> **Document passage**:
((
ANDY HEDGECOCK admires a critique of the penetration of our lives by digital media, but is disappointed that the underlying cause is avoided

Pic: Kharsohtun/CC

The Extinction of Experience
By Christine Rosen 
Bodley Head, £22

 

LAST November, musician Tim Arnold wrote an open letter to the Mayor of London, objecting to advertisements for 5G technology on the tube. Arnold and his 194 co-signatories felt the ads normalised childhood phone addiction and championed a “relentless march into digital dependency.”

The risks posed to children and teenagers by technologically mediated experience, particularly those exposed to it in their early years, is set out in Christine Rosen’s timely study.  

However, Rosen sees this as an issue affecting people of all ages. Assessing an array of evidence relating to the impact of screen-based technologies, she identifies deleterious changes in perception, thought, human interaction and participation in the physical world.

Her exploration of remote communication and digital simulation is even-handed. For example, she recognises that social media can act as a tool of empowerment and inclusion. Her style is clear and her exposition of the threats we face is based on detailed analysis of personal experience, news stories and academic studies.
))
> **Work order 1**:
Answer these questions from the review of The Extinction of Experience:
(a) To whom did Tim Arnold address his open letter?
(b) How many co-signatories joined Arnold?
(c) What does Rosen recognize that social media can act as?
> **Work order 2**:
Continue the review of Christine Rosen's book, The Extinction of Experience, from its last sentence.

> **Excerpted records**:
((
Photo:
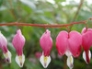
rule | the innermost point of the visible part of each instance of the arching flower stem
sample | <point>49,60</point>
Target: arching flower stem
<point>42,25</point>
))
> **Written reply 1**:
(a) The Mayor of London.
(b) 194.
(c) A tool of empowerment and inclusion.

> **Written reply 2**:
Chapters focus on a range of social and psychological transformations – the vast reduction in face-to-face interaction; the unwillingness to experience boredom, discomfort and delay; the cognitive impact of the decline in handcrafting (including the demise of cursive handwriting); the loss of our ability to “read” the physical signs of emotion; and the redefinition of sexual relationships by the vicarious pleasures of online pornography. It’s alarming that the author feels obliged to tell us that “information about pleasure is not the same thing as the experience of it,” but the copious and compelling evidence she presents on the themes of sex, art and play suggest her cautionary reminder is not merely necessary but vital.  

One of Rosen’s conclusions is that we need to focus more time and energy on the real world, in the physical presence of nature and our fellow human beings. A laudable sentiment but an unlikely outcome in the absence of any genuine challenge to the marketing power and transglobal reach of TikTok, Google, Facebook, X and YouTube.

This highlights a paradox at the heart of the book. Rosen is relentless in identifying the ways in which virtuality and remote communication damage the fabric of society, but is reluctant to acknowledge that the harms of the digital revolution may be determined by the demands of capitalism.

This is apparent in an early chapter, You Had To Be There. Rosen evaluates the attempts of social media businesses to replace physical reality with a digitally improved version. Mark Zuckerberg, CEO of Meta, characterises this as a quest for “frictionless” experience. It’s clear that Rosen is appalled at the prospect of humanity’s withdrawal from physical reality and our downgrading of public spaces to mere WiFi hotspots. She’s also sceptical about data harvesting, the rise of online influencers and the tendency of the billionaire “tech bros” to transform every shred of human activity into a form of currency and/or a marketing opportunity.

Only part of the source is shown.